RECORD EXCERPTS:
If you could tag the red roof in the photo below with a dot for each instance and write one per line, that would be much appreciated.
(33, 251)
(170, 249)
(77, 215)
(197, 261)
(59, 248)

EXERCISE DIRECTIONS: Rewrite all of the lines above, including the requests, and raise every coordinate in the answers by 22.

ANSWER FOR THIS EXERCISE:
If you could tag the red roof in the photo below with a dot for each instance and write one per line, that would be much appreciated.
(55, 273)
(192, 271)
(99, 237)
(219, 283)
(81, 270)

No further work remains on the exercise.